• **TEXT SHOWN**:
That photo, and others, are a couple weeks away from being removed.  The “Wellington Funeral Home” had been the last of the family owned funeral homes in this town; that is, until Larry sold it to a corporation.  And that’s why I was here.  To cover the story for our county newspaper.  An economically depressed region, Larry’s business represented one of the few success stories in our area.  He was well loved by our town, respected by his business peers and his thundering golf swing had become a tall tale at the local courses.

Larry sat behind his dated metal desk and I in front of it, we know each other well enough that I bypassed the bull and got straight to the point, “Why are you selling?”

“I can’t do it any longer.  After 30 years of service, it’s become a business.  And I’m done with it.”

“Let’s start from the beginning,” I interrupted.   “Why does a 20 year old Larry Wellington decide to become a funeral director?”

“Thirty some years ago my mother died.”  Larry told me how his mom – a single mother (his dad was absent all throughout his life) – had been his rock.  “She was everything to me” were his exact words.  Worked two jobs as long as he could remember and sacrificed everything for Larry – her only child.

“When she died suddenly on that warm July evening – God, I can remember that phone call as clear as day — I had absolutely no idea what to do.  Someone suggested that I call what used to be “Thomas Funeral Home” up in Hamilton County.  So I called Dale Thomas and he guided me through the whole process of arranging the funeral, settling Mom’s accounts and he would even check up on me months after the funeral was over.”

“About six months after Mom’s death, I had her life savings in my name and I knew what I wanted to do.  I wanted to be like Dale Thomas.  I wanted to be a funeral director.  And I used Mom’s money to go to the McAllister Institute of Funeral Service.  I soon met my wife, I graduated McAllister and we moved here – Joan’s hometown – and I started a funeral home with the heart of an angel.”

At this point, Larry became reflective, his face relaxed in a pensive stare.  He had been telling me his story like he was reading it out of a book … the facts of his life.  And we had reached the point in his story where the facts began to blend with his current reality.

“I started this business with angel’s wings.”  He waited, looking at nothing as though he was looking at a vision of himself that only he could see.  “After years of being too generous, I’m tired.”

Slowing moving back to a fact teller, Larry explained how his lower prices both helped the success of the start up funeral home and laid the foundation for its demise.

“No professional service charge for children.

• **DO THIS**: Copy word for word the part of the funeral home story between "At this point, Larry" and "charge for children.", inclusive.

• **RECORD EXCERPTS**:

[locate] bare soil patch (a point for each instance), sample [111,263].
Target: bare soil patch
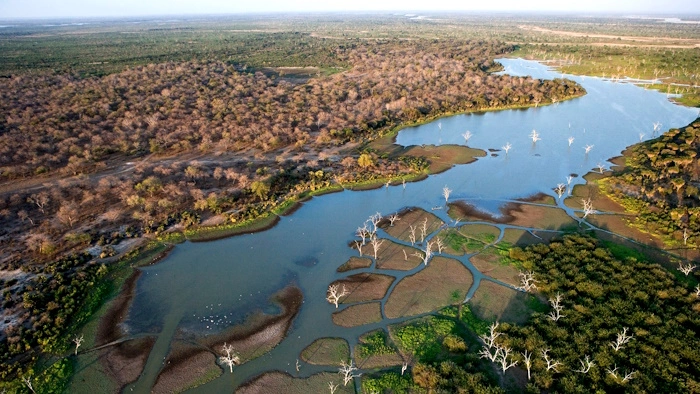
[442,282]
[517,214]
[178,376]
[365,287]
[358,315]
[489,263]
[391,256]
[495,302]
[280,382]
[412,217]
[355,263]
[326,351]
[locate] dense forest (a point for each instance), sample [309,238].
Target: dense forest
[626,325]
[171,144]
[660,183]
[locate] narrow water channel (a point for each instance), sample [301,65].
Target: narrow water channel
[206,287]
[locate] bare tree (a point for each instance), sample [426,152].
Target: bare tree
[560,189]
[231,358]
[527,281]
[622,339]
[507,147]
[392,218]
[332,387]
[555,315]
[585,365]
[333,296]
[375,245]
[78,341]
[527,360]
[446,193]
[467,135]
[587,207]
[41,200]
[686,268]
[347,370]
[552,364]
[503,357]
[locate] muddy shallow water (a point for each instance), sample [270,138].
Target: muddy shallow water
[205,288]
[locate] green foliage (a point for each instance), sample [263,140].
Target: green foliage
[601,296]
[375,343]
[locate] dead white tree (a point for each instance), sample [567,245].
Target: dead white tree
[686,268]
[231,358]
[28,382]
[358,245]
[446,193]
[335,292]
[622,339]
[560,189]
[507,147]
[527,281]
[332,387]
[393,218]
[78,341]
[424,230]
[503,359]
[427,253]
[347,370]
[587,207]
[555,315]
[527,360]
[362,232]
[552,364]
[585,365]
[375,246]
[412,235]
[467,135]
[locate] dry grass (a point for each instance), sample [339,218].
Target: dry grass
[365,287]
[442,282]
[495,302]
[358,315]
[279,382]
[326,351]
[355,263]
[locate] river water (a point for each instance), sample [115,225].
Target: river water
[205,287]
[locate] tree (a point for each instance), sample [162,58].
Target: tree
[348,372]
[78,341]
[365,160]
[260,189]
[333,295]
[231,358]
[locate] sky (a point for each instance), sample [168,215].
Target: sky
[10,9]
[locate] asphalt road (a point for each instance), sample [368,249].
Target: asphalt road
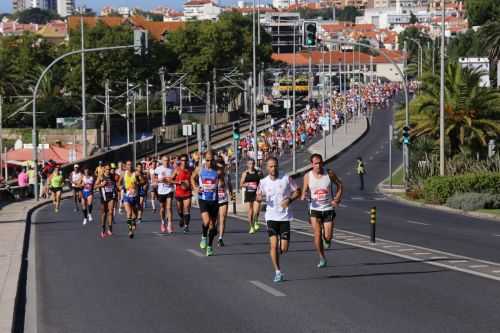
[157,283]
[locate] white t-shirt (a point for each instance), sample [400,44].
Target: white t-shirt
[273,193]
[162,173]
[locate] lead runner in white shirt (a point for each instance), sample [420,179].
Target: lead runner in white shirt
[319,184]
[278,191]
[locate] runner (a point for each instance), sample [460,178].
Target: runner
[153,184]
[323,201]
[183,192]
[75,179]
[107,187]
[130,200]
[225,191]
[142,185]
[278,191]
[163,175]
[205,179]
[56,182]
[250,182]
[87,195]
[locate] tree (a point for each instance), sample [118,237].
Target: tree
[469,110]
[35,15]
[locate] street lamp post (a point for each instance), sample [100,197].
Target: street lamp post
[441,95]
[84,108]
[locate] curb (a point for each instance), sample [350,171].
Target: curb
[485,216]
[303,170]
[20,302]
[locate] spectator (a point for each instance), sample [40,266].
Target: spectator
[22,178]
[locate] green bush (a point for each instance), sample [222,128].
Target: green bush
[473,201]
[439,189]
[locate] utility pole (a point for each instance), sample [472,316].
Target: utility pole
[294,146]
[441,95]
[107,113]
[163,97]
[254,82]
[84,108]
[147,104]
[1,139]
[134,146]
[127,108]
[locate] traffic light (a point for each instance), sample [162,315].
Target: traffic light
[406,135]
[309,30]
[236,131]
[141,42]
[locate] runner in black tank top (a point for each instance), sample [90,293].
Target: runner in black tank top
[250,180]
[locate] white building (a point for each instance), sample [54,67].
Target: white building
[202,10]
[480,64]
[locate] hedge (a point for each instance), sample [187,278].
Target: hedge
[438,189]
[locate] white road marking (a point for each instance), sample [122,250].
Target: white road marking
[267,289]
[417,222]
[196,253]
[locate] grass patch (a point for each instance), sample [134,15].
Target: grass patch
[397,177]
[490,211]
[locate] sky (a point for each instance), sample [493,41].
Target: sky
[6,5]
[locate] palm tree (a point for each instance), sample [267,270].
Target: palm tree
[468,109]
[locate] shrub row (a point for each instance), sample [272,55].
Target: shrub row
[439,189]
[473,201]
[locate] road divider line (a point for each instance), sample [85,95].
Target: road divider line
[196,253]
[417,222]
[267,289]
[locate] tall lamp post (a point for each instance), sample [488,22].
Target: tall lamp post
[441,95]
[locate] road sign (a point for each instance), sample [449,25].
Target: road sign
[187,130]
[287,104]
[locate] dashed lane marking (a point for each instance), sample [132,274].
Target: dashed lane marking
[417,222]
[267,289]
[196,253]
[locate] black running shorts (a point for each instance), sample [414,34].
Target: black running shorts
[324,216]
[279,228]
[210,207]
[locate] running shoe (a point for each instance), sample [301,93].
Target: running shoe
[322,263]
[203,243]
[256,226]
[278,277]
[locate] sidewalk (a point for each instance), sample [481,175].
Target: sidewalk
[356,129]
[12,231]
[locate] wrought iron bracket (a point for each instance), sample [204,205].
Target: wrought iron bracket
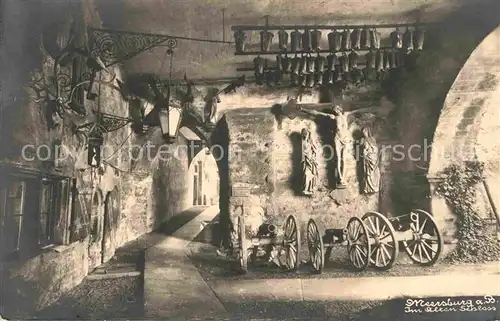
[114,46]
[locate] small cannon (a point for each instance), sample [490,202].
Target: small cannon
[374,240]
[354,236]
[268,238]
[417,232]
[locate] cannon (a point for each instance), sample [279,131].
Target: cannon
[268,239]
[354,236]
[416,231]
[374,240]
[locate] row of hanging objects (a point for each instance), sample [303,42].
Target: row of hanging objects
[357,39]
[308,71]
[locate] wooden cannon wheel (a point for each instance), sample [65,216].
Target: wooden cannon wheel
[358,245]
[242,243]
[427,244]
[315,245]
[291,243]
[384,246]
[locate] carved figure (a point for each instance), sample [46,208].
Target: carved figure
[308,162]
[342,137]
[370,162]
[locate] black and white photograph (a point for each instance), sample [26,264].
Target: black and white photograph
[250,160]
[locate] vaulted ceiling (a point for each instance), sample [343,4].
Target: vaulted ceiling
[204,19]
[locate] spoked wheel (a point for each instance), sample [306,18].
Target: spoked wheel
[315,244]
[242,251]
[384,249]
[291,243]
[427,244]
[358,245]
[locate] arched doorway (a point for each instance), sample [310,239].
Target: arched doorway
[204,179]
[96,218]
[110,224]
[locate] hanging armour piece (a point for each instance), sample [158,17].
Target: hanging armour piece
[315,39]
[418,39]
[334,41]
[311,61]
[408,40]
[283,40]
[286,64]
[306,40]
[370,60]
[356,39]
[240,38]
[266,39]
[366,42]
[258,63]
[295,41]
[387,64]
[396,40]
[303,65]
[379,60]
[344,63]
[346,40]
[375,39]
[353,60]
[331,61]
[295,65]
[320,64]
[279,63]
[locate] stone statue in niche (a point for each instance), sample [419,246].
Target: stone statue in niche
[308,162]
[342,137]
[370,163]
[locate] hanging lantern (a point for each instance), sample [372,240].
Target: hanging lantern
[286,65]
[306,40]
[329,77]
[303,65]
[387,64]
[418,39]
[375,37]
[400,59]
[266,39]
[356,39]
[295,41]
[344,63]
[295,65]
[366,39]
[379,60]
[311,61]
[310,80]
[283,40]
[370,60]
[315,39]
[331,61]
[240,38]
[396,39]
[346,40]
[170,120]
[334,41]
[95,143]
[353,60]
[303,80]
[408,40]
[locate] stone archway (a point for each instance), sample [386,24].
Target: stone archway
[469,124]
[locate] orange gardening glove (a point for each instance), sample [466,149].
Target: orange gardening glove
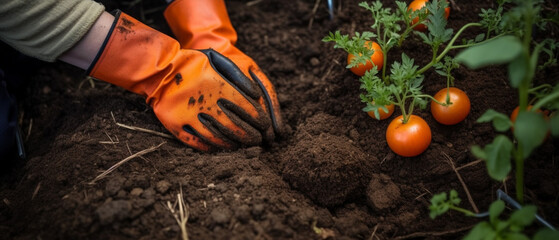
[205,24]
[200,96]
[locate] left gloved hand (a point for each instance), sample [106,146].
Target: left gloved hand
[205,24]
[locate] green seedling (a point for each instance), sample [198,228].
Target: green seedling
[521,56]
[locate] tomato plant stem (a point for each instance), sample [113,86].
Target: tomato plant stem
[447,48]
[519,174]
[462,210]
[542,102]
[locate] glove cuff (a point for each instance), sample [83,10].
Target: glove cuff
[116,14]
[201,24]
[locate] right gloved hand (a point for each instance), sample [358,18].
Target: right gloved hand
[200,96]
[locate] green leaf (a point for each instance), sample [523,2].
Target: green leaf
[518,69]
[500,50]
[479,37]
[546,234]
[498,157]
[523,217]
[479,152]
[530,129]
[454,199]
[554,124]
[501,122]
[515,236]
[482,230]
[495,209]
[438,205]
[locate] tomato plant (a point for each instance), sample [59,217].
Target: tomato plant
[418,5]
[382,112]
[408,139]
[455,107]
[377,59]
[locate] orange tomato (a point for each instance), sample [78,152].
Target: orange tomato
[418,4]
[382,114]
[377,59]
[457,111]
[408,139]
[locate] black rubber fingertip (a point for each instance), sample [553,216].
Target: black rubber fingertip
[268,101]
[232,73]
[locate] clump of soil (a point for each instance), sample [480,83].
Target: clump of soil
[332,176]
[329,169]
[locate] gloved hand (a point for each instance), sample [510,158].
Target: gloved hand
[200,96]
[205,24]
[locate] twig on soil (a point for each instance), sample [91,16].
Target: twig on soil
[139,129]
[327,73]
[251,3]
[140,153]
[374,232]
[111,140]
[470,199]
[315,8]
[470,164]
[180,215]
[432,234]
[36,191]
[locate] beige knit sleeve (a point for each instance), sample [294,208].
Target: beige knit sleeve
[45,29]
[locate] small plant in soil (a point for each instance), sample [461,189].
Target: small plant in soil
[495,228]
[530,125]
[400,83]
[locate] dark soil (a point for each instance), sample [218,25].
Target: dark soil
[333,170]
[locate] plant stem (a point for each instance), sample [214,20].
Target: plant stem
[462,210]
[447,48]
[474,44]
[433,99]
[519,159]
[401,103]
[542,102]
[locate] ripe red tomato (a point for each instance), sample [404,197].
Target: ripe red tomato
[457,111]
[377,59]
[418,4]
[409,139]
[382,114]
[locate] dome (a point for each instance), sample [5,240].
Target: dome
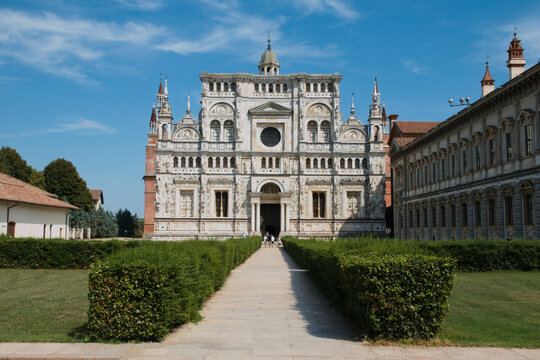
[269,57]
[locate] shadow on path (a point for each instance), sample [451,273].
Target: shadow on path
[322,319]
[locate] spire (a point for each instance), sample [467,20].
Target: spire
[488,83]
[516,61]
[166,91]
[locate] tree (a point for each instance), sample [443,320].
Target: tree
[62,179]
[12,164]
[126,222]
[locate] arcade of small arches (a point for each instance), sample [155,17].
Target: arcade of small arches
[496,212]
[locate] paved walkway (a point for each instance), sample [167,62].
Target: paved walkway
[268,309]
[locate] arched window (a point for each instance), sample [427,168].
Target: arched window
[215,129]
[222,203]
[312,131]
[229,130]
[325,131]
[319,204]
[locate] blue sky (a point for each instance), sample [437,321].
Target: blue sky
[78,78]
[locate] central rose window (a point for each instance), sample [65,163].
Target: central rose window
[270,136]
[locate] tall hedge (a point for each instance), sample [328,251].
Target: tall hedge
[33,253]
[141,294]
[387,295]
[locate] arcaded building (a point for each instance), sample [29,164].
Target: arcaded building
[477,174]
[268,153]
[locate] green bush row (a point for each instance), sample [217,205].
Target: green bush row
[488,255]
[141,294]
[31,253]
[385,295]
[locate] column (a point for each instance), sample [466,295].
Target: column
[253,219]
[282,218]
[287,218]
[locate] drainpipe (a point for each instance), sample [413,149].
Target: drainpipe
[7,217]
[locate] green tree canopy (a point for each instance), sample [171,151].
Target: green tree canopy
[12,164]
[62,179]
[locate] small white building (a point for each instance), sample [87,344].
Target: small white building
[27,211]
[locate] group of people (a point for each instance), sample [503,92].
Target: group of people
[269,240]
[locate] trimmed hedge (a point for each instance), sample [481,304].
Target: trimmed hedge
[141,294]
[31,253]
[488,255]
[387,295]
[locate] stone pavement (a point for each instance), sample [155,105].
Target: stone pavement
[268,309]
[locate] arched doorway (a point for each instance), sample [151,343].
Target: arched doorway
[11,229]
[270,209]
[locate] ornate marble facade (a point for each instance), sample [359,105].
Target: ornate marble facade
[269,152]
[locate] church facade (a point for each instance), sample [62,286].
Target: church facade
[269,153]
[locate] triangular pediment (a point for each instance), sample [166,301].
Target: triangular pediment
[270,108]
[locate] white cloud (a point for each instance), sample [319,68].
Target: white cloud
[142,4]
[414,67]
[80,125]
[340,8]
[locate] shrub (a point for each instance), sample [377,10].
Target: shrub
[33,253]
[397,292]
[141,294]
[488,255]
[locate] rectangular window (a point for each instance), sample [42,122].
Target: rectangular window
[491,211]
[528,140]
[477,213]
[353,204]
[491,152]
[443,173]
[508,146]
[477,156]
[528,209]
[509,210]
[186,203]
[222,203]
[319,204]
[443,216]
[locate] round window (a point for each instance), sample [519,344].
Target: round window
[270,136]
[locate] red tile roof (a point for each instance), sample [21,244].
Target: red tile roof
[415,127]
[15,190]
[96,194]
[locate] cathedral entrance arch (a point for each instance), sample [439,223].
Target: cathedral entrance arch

• **THE SOLUTION**:
At this point, Larry became reflective, his face relaxed in a pensive stare.  He had been telling me his story like he was reading it out of a book … the facts of his life.  And we had reached the point in his story where the facts began to blend with his current reality.

“I started this business with angel’s wings.”  He waited, looking at nothing as though he was looking at a vision of himself that only he could see.  “After years of being too generous, I’m tired.”

Slowing moving back to a fact teller, Larry explained how his lower prices both helped the success of the start up funeral home and laid the foundation for its demise.

“No professional service charge for children.